■ **DESCRIPTION OF THE TASK**
Show every line of the material below that contains the word "roof".

— BEGIN INPUT FOR THIS TASK —

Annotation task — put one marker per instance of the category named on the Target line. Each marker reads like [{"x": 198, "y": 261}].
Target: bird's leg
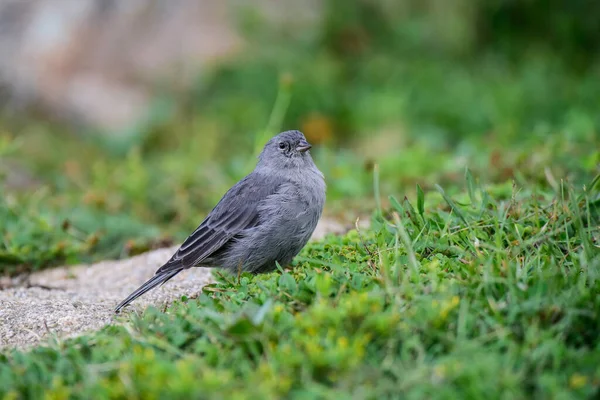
[{"x": 240, "y": 271}]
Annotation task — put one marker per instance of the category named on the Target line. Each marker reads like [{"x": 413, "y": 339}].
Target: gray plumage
[{"x": 267, "y": 217}]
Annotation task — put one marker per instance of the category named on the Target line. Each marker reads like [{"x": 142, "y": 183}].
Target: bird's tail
[{"x": 158, "y": 279}]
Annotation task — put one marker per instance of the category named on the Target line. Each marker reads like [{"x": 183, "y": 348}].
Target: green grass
[
  {"x": 470, "y": 292},
  {"x": 471, "y": 283}
]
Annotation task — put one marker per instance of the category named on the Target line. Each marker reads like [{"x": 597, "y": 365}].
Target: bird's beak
[{"x": 303, "y": 146}]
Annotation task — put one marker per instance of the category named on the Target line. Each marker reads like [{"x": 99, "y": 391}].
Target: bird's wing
[{"x": 236, "y": 212}]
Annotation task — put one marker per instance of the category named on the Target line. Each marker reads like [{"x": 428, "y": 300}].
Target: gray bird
[{"x": 267, "y": 217}]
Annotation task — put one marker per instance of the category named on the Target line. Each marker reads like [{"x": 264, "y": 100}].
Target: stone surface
[{"x": 69, "y": 301}]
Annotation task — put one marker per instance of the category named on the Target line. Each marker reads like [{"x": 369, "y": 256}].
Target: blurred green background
[{"x": 422, "y": 89}]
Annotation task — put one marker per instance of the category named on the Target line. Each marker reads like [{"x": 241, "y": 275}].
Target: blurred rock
[{"x": 98, "y": 62}]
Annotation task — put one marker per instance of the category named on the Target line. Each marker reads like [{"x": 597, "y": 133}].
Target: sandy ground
[{"x": 68, "y": 301}]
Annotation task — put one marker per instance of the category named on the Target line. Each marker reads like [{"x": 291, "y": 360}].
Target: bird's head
[{"x": 289, "y": 149}]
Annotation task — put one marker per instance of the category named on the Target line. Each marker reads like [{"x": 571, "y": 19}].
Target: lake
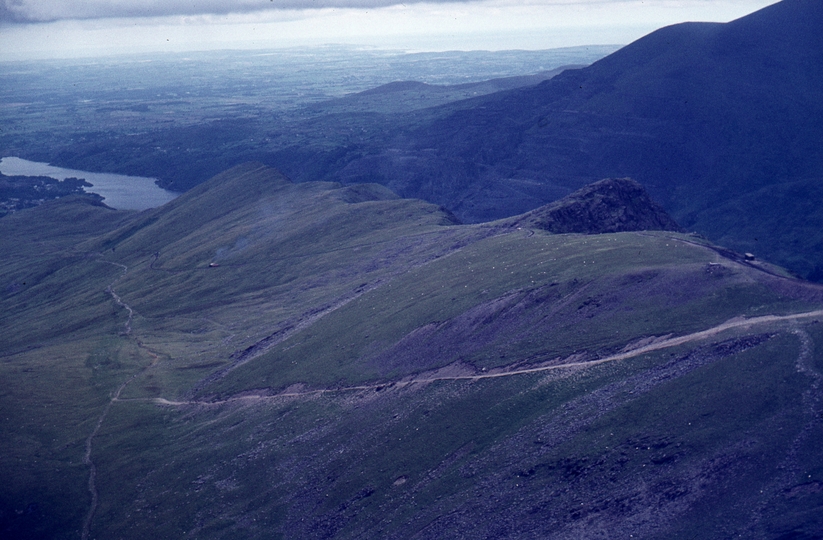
[{"x": 118, "y": 190}]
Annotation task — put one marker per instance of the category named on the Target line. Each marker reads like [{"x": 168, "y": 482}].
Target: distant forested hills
[{"x": 723, "y": 123}]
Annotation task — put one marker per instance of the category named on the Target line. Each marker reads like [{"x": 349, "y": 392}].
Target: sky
[{"x": 75, "y": 28}]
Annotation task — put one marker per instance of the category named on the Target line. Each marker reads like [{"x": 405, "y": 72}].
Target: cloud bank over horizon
[
  {"x": 38, "y": 11},
  {"x": 42, "y": 11},
  {"x": 78, "y": 28}
]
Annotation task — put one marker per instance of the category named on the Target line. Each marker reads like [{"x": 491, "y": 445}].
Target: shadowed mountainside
[
  {"x": 609, "y": 205},
  {"x": 720, "y": 122},
  {"x": 264, "y": 359}
]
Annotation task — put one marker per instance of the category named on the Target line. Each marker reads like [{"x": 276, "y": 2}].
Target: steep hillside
[
  {"x": 264, "y": 359},
  {"x": 720, "y": 122},
  {"x": 609, "y": 205}
]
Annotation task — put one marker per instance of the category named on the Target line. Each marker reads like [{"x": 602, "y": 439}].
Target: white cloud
[
  {"x": 486, "y": 24},
  {"x": 32, "y": 11}
]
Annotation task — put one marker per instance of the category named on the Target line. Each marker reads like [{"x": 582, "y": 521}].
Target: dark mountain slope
[
  {"x": 324, "y": 361},
  {"x": 610, "y": 205},
  {"x": 713, "y": 119}
]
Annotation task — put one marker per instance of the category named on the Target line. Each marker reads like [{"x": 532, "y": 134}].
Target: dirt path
[
  {"x": 638, "y": 351},
  {"x": 87, "y": 460}
]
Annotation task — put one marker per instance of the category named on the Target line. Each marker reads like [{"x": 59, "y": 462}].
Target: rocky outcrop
[{"x": 610, "y": 205}]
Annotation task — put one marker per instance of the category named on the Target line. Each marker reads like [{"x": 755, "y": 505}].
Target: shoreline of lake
[{"x": 118, "y": 190}]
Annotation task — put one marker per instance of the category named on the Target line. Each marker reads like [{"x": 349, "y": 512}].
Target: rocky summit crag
[
  {"x": 610, "y": 205},
  {"x": 263, "y": 359}
]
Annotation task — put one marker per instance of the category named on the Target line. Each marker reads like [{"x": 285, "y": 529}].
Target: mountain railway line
[{"x": 657, "y": 345}]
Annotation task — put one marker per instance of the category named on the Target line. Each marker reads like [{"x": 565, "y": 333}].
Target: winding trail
[
  {"x": 657, "y": 345},
  {"x": 115, "y": 397}
]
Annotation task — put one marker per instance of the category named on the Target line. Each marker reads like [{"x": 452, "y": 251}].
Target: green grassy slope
[{"x": 262, "y": 359}]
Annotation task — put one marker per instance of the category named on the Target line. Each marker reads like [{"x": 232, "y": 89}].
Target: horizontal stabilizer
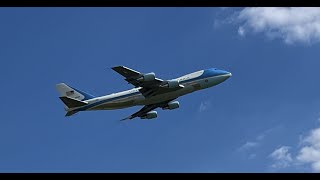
[
  {"x": 70, "y": 113},
  {"x": 72, "y": 103}
]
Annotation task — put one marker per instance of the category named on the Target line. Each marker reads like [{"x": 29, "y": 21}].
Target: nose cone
[{"x": 228, "y": 74}]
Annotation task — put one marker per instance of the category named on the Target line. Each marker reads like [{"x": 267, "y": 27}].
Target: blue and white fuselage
[{"x": 191, "y": 82}]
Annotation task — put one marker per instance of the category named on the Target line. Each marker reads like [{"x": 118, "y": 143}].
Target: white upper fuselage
[{"x": 191, "y": 82}]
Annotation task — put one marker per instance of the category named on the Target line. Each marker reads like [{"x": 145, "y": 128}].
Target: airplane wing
[
  {"x": 150, "y": 84},
  {"x": 147, "y": 108}
]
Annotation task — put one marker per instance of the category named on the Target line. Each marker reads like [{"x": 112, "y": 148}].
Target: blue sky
[{"x": 265, "y": 118}]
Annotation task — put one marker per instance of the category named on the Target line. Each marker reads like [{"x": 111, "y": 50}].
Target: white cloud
[
  {"x": 241, "y": 31},
  {"x": 248, "y": 145},
  {"x": 293, "y": 25},
  {"x": 310, "y": 152},
  {"x": 282, "y": 158},
  {"x": 204, "y": 106}
]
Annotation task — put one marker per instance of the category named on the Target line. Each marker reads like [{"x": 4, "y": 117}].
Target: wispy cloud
[
  {"x": 292, "y": 25},
  {"x": 282, "y": 158},
  {"x": 248, "y": 145},
  {"x": 204, "y": 105},
  {"x": 310, "y": 152}
]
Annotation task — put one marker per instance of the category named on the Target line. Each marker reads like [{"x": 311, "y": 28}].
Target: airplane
[{"x": 149, "y": 92}]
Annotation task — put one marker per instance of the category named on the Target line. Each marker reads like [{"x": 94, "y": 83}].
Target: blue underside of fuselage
[{"x": 206, "y": 74}]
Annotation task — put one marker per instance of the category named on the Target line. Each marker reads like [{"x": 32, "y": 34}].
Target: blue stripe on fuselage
[
  {"x": 207, "y": 73},
  {"x": 106, "y": 100}
]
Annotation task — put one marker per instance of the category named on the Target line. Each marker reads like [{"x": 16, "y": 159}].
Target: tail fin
[
  {"x": 70, "y": 92},
  {"x": 72, "y": 103}
]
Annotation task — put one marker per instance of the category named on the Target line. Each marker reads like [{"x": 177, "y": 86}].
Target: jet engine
[
  {"x": 171, "y": 84},
  {"x": 172, "y": 105},
  {"x": 147, "y": 77},
  {"x": 150, "y": 115}
]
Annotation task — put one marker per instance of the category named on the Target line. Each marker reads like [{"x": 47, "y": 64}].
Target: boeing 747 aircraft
[{"x": 149, "y": 91}]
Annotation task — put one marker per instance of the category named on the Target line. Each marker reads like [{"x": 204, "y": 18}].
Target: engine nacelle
[
  {"x": 150, "y": 115},
  {"x": 148, "y": 77},
  {"x": 173, "y": 83},
  {"x": 172, "y": 105}
]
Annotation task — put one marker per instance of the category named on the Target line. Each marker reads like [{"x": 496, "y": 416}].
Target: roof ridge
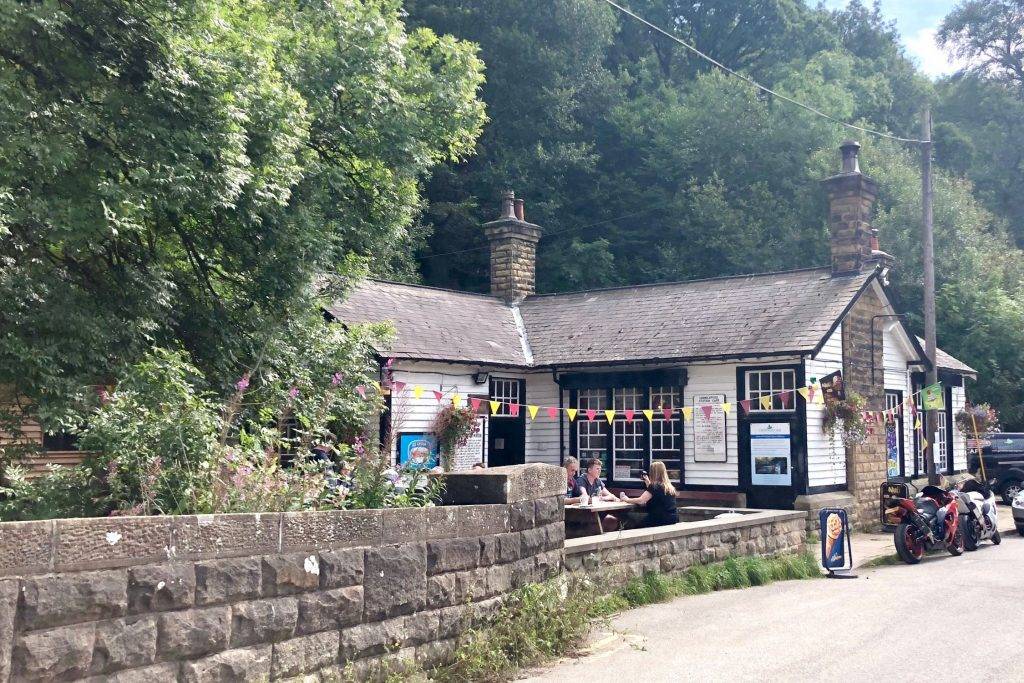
[{"x": 684, "y": 282}]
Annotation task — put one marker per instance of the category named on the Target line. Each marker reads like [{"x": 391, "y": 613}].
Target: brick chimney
[
  {"x": 513, "y": 252},
  {"x": 851, "y": 197}
]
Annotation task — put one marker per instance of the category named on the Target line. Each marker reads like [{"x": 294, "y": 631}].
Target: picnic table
[{"x": 593, "y": 511}]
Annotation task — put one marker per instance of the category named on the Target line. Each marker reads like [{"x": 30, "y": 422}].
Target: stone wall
[
  {"x": 612, "y": 559},
  {"x": 270, "y": 596},
  {"x": 866, "y": 462}
]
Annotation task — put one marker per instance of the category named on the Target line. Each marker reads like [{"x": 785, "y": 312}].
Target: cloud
[{"x": 932, "y": 59}]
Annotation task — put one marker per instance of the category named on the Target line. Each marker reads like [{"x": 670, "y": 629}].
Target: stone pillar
[
  {"x": 865, "y": 463},
  {"x": 851, "y": 198},
  {"x": 513, "y": 252}
]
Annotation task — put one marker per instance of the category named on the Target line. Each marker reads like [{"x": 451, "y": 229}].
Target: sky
[{"x": 918, "y": 20}]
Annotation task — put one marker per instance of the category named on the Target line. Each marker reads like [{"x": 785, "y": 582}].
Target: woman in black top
[{"x": 658, "y": 500}]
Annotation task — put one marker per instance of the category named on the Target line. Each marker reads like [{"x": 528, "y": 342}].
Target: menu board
[{"x": 709, "y": 428}]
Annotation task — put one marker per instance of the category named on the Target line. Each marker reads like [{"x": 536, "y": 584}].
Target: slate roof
[{"x": 437, "y": 325}]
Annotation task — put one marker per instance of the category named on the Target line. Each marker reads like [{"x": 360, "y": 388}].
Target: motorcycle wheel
[
  {"x": 956, "y": 549},
  {"x": 907, "y": 546},
  {"x": 971, "y": 532}
]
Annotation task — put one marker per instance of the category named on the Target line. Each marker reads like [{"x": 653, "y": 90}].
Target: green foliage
[{"x": 178, "y": 173}]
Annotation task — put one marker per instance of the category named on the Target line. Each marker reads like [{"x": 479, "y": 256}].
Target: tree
[{"x": 179, "y": 172}]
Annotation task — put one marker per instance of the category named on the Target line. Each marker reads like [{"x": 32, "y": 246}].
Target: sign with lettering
[{"x": 709, "y": 428}]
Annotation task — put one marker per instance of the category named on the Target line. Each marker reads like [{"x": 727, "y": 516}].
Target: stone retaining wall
[
  {"x": 612, "y": 559},
  {"x": 270, "y": 596}
]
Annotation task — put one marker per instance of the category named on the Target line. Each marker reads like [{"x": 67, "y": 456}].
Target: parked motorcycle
[
  {"x": 977, "y": 507},
  {"x": 928, "y": 521}
]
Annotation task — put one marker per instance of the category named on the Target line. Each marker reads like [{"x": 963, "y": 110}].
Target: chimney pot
[{"x": 850, "y": 150}]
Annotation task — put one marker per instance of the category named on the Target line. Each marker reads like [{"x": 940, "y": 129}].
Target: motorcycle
[
  {"x": 928, "y": 521},
  {"x": 977, "y": 507}
]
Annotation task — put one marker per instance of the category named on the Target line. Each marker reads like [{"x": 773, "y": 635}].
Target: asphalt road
[{"x": 945, "y": 616}]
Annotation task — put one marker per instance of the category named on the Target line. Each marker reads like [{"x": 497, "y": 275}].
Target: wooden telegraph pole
[{"x": 931, "y": 417}]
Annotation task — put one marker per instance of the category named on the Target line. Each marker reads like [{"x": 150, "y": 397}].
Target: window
[
  {"x": 505, "y": 392},
  {"x": 592, "y": 439},
  {"x": 629, "y": 452},
  {"x": 769, "y": 383}
]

— END INPUT FOR THIS TASK —

■ **CORRECT ANSWER**
Target: roof ridge
Target: slate roof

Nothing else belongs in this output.